#### Source extract
This meta-analysis has many advantages, including its thorough selection of studies, large total sample size, and exclusive selection of prospective studies. The authors also carefully controlled for known covariates, such as age, gender, ethnicity, estimated glomerular filtration rate level, smoking, and calcium phosphate metabolism; it remains to be seen whether additional covariates exist [3]. As with any meta-analysis or systematic review, this study may have been subject to a publication bias. An ideal meta-analysis would also only include studies performed in children and young adults to eliminate the possibility of Framingham-type risk factor confounders. Nonetheless, this study by Xue et al. [7] strengthens our knowledge of the emerging role of this important biomarker and highlights its importance in predicting CVD risk in patients with CKD.

So, can we now recommend performing routine FGF23 testing? The answer is no. We must first develop internationally certified reference materials and both standardize and automate FGF23 assays as a whole, rendering them less labor intensive and less expensive. Unfortunately, the bench-to-bedside process is complicated and most biomarkers never make it into clinical routine. Organizations such the National Institute for Health and Care Excellence in the National Health System of the United Kingdom and the National Kidney Foundation Kidney Disease Outcomes Quality Initiative/Kidney Disease-Improving Global Outcomes must critically review these assays and issue recommendations. To become fully automated, FGF23 testing should be translated to multianalyzer platforms.

#### Information
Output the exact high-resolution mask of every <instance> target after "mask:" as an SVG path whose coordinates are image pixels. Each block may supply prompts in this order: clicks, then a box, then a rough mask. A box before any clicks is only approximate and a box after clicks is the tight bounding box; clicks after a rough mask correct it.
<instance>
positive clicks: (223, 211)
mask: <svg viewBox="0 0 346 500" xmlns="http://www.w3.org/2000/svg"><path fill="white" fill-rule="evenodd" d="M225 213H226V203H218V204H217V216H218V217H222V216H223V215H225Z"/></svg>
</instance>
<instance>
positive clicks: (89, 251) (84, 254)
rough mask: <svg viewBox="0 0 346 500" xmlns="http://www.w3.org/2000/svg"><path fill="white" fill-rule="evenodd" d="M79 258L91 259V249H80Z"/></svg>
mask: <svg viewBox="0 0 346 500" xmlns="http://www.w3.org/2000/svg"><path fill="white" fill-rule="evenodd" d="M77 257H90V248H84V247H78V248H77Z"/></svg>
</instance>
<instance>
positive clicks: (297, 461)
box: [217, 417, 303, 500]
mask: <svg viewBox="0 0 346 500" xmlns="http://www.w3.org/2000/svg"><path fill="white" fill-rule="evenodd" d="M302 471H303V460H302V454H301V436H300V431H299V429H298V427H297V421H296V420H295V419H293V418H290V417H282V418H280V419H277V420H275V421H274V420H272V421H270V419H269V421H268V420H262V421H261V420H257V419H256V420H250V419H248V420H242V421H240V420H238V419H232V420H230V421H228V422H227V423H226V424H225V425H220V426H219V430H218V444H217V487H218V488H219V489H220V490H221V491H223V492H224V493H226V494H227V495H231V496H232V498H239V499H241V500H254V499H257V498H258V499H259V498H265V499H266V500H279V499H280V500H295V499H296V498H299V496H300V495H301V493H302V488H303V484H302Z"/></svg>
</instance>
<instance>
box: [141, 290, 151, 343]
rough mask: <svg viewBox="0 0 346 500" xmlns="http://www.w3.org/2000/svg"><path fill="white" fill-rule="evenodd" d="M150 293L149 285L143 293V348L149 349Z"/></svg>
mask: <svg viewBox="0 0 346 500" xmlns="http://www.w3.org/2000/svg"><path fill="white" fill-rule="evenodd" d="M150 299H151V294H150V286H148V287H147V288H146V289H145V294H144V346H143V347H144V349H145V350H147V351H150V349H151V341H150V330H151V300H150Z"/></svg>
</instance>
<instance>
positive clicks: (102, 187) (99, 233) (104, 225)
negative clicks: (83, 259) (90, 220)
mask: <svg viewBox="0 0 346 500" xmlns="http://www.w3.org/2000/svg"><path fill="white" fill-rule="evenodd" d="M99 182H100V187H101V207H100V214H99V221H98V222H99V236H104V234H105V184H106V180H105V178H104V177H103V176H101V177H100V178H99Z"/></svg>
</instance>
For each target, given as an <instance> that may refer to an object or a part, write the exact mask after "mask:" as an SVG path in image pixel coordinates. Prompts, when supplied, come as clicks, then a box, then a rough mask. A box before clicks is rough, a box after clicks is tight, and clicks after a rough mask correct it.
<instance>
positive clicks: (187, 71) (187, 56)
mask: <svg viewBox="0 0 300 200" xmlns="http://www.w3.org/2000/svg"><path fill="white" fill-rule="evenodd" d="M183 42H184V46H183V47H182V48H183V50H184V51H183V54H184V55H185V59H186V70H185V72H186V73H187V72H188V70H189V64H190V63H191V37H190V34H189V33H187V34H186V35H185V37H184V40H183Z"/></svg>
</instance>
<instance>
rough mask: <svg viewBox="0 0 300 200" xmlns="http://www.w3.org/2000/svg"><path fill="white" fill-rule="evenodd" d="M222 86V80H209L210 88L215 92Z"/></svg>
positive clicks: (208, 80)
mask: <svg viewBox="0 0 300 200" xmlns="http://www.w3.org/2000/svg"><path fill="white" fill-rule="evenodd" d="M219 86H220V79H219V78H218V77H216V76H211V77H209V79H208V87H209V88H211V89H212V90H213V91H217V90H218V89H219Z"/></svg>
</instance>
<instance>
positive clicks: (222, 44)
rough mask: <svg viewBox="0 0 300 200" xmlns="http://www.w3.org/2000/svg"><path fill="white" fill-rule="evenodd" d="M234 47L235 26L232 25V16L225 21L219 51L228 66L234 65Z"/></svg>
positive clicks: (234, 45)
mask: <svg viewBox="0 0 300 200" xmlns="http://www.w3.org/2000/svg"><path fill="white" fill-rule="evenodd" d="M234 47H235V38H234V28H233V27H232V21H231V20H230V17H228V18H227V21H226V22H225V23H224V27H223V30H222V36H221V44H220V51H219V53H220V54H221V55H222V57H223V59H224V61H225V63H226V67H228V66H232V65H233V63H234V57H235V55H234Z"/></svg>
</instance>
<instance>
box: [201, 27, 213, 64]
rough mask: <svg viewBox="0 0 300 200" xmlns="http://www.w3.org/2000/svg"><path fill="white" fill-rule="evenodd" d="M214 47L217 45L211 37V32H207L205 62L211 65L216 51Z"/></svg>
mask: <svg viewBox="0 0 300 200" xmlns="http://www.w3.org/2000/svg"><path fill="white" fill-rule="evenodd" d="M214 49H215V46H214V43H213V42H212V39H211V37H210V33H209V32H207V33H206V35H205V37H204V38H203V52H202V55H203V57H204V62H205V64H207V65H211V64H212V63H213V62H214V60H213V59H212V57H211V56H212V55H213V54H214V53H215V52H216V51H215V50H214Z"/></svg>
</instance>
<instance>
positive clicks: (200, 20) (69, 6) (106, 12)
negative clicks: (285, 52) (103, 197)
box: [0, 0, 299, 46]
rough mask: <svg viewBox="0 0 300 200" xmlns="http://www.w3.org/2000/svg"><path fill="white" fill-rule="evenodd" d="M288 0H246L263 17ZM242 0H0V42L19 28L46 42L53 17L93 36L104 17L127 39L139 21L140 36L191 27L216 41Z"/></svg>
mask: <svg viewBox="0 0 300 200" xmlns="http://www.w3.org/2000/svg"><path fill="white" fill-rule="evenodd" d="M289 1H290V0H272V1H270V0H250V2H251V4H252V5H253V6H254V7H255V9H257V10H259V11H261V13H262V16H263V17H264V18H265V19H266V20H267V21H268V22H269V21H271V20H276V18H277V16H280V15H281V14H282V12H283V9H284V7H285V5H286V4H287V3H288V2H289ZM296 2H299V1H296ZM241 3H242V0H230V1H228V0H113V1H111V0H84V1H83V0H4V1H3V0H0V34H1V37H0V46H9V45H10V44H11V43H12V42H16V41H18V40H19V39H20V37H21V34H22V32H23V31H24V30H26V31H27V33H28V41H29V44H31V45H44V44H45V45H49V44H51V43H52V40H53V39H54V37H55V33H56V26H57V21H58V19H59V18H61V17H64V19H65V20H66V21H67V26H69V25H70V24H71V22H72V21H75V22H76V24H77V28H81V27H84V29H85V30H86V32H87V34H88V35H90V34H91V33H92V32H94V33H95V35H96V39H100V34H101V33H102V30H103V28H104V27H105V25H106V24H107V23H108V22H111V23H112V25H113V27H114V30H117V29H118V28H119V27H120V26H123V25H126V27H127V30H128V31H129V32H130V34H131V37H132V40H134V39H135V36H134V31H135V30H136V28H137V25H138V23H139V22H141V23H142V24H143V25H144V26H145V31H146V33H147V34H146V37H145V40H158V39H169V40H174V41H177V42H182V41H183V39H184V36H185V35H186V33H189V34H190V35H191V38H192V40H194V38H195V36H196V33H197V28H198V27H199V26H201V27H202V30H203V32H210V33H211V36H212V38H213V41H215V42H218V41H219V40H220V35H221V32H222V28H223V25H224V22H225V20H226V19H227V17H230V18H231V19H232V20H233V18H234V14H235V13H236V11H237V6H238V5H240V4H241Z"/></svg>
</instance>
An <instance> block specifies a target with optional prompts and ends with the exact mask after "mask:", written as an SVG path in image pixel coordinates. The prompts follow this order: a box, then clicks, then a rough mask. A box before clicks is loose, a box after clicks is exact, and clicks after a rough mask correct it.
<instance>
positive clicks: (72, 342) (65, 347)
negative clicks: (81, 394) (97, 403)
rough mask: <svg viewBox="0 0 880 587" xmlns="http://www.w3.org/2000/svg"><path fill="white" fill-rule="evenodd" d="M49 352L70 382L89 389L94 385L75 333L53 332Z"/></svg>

#### Problem
Reproduce everything in the FGF23 commentary from "This meta-analysis has" down to "patients with CKD.".

#### Exercise response
This meta-analysis has many advantages, including its thorough selection of studies, large total sample size, and exclusive selection of prospective studies. The authors also carefully controlled for known covariates, such as age, gender, ethnicity, estimated glomerular filtration rate level, smoking, and calcium phosphate metabolism; it remains to be seen whether additional covariates exist [3]. As with any meta-analysis or systematic review, this study may have been subject to a publication bias. An ideal meta-analysis would also only include studies performed in children and young adults to eliminate the possibility of Framingham-type risk factor confounders. Nonetheless, this study by Xue et al. [7] strengthens our knowledge of the emerging role of this important biomarker and highlights its importance in predicting CVD risk in patients with CKD.